Extracted text>
While conceding the evidence constituted probable cause for the new felony *665 charge, trial counsel argued it was nonetheless insufficient, in that Margaret's conflicting statements raised doubt as to the truth of the matter to find Bourquin guilty of a violation of probation by a preponderance of the evidence.

The judge found (after first referring to the pattern instruction defining the burden of proof), based upon the independent observations of Officer Isabelle as to Margaret's many injuries of varying ages, and also on Margaret's inability to explain why she told her son Bourquin had been hitting her again, that the evidentiary standard for a probation revocation was met, because, considering the totality of the evidence, a preponderance demonstrated that Bourquin had not remained law-abiding, as was required of him by his probation conditions.

Bourquin's probation then was formally revoked, and he was sentenced to state prison for a term of three years.

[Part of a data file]
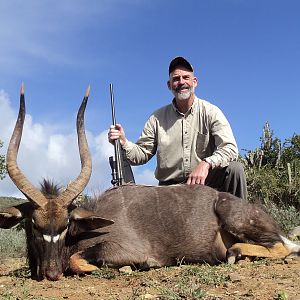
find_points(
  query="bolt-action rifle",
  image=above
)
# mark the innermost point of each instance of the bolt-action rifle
(120, 167)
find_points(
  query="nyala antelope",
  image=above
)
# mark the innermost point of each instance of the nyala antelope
(141, 226)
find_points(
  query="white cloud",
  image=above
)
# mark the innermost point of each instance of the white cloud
(45, 153)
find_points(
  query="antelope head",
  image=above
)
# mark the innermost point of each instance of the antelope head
(52, 220)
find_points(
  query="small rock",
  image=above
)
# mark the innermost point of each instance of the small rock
(126, 270)
(236, 277)
(149, 296)
(295, 233)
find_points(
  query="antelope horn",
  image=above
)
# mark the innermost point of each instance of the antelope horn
(23, 184)
(76, 187)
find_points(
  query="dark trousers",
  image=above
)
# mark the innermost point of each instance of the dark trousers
(230, 179)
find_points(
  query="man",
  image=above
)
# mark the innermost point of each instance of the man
(191, 137)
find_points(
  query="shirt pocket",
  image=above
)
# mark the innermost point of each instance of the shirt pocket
(202, 145)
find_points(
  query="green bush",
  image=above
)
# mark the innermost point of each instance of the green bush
(273, 177)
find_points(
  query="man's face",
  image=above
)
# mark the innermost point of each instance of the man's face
(182, 83)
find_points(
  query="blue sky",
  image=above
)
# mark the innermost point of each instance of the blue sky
(245, 55)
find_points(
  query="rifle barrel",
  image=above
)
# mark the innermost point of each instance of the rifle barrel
(117, 144)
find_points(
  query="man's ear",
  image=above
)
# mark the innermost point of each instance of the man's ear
(87, 220)
(169, 84)
(195, 81)
(11, 216)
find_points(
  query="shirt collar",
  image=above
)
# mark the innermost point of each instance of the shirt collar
(191, 111)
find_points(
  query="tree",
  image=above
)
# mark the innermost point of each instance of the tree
(2, 164)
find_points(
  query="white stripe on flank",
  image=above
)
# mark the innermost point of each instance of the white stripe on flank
(47, 238)
(290, 245)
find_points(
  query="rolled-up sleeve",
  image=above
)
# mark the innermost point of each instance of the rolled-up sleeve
(225, 146)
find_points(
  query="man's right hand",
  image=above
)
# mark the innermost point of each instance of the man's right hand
(116, 132)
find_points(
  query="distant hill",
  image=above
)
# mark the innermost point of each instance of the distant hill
(10, 201)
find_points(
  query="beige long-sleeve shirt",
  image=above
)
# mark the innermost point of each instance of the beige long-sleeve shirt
(181, 141)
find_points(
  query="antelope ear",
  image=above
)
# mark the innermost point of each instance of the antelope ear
(11, 216)
(88, 220)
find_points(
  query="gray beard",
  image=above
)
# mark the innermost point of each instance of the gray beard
(183, 96)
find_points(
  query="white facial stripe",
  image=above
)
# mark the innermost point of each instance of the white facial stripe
(56, 238)
(63, 234)
(49, 238)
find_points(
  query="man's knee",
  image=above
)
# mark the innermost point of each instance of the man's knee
(235, 168)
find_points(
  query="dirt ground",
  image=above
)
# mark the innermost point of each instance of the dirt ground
(264, 279)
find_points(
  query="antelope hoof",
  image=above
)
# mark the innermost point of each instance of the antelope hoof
(231, 260)
(80, 265)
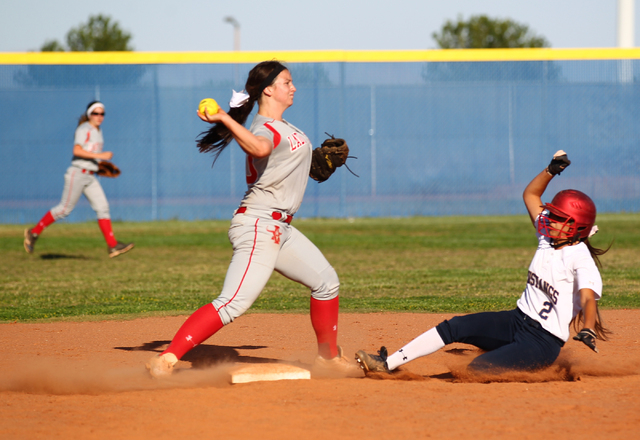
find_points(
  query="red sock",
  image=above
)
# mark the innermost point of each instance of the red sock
(324, 319)
(45, 221)
(105, 227)
(200, 326)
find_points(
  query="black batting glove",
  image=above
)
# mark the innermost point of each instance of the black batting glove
(588, 337)
(559, 162)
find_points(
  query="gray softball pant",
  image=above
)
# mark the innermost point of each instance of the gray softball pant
(76, 183)
(262, 245)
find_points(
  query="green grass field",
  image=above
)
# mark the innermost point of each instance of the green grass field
(443, 264)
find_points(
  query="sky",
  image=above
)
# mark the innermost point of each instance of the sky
(284, 25)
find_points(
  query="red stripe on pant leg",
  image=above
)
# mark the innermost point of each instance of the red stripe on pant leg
(45, 221)
(199, 327)
(244, 275)
(105, 227)
(324, 319)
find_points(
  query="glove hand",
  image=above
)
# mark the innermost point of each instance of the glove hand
(333, 153)
(559, 162)
(588, 337)
(108, 169)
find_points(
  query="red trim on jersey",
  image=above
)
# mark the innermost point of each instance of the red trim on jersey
(276, 135)
(71, 180)
(255, 239)
(253, 173)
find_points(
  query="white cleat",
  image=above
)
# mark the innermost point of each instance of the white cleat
(161, 366)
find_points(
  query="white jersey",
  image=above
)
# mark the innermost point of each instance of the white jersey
(552, 294)
(90, 139)
(278, 181)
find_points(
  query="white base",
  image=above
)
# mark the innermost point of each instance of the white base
(265, 372)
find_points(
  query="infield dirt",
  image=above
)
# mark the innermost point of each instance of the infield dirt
(86, 380)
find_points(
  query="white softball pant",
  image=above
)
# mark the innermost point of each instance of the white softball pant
(76, 183)
(262, 245)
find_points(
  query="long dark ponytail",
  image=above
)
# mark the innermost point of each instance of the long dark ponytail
(217, 138)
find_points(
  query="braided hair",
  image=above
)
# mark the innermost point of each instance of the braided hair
(217, 138)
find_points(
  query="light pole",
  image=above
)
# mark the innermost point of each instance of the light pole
(236, 32)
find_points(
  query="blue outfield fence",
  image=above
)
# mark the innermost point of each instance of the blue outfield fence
(431, 137)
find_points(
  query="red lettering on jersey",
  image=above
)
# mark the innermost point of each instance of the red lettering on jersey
(276, 234)
(252, 173)
(296, 141)
(276, 135)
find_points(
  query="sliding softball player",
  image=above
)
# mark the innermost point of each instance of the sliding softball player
(562, 290)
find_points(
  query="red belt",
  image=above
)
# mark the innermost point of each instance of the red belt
(274, 215)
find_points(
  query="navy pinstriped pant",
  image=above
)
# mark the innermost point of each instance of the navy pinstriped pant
(513, 341)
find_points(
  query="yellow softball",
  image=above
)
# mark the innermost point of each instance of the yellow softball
(208, 105)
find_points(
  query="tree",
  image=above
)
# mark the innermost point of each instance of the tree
(482, 32)
(98, 34)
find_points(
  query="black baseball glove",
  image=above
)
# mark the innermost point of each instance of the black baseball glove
(559, 162)
(107, 169)
(333, 153)
(588, 337)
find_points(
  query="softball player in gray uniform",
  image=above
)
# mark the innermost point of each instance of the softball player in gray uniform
(80, 178)
(562, 288)
(263, 239)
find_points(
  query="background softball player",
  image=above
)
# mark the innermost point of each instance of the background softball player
(80, 179)
(563, 287)
(277, 170)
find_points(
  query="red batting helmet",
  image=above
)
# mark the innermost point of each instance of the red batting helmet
(570, 207)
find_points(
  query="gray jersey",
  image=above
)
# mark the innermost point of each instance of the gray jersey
(90, 139)
(278, 181)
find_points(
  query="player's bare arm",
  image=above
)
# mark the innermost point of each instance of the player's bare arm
(255, 146)
(589, 307)
(78, 151)
(533, 192)
(532, 195)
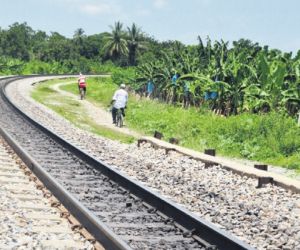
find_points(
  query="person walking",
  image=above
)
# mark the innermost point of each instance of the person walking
(119, 101)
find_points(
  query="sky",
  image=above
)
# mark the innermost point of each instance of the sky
(269, 22)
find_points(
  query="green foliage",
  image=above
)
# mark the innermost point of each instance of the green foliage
(272, 138)
(73, 111)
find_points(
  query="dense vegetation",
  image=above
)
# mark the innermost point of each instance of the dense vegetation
(243, 81)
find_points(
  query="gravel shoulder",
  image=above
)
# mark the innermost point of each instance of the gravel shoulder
(98, 114)
(267, 218)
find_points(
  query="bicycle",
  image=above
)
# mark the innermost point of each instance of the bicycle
(119, 118)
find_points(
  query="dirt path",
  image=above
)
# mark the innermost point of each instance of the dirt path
(98, 114)
(103, 118)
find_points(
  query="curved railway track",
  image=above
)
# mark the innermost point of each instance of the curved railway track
(119, 212)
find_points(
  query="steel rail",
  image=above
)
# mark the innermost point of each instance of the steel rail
(195, 226)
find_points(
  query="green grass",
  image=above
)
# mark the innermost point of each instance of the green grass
(73, 111)
(271, 138)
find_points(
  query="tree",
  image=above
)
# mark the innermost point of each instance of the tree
(115, 42)
(134, 42)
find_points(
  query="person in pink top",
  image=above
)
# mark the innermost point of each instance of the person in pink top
(81, 83)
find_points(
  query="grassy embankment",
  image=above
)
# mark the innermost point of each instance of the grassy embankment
(272, 138)
(73, 111)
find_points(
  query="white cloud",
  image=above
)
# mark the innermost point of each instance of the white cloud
(97, 8)
(159, 4)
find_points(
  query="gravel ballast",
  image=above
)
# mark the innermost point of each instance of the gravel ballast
(266, 218)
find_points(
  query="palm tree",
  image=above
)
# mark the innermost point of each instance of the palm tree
(134, 42)
(115, 43)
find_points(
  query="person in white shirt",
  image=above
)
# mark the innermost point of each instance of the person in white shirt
(119, 101)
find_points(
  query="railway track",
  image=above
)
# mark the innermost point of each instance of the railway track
(119, 212)
(28, 219)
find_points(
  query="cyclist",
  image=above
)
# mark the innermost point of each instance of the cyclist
(119, 101)
(81, 83)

Objective A>
In the passage on Bourquin's probation revocation, why did trial counsel argue that the evidence was insufficient even though it established probable cause for the new felony charge?
Objective B>
From the passage on Bourquin's probation revocation, extract the text from "While conceding the" to "of the evidence.", word for word.
Objective C>
Answer these questions using the passage on Bourquin's probation revocation:
(i) Whose independent observations of Margaret's injuries did the judge rely on?
(ii) To whom did Margaret say that Bourquin had been hitting her again?
(iii) What sentence did Bourquin receive after his probation was revoked?

Exercise output A>
Counsel argued that Margaret's conflicting statements raised doubt about the truth of the matter. Because of that doubt, the evidence was not enough to find Bourquin guilty of a probation violation by a preponderance of the evidence.

Exercise output B>
While conceding the evidence constituted probable cause for the new felony *665 charge, trial counsel argued it was nonetheless insufficient, in that Margaret's conflicting statements raised doubt as to the truth of the matter to find Bourquin guilty of a violation of probation by a preponderance of the evidence.

Exercise output C>
(i) Officer Isabelle's
(ii) Her son
(iii) A three-year term in state prison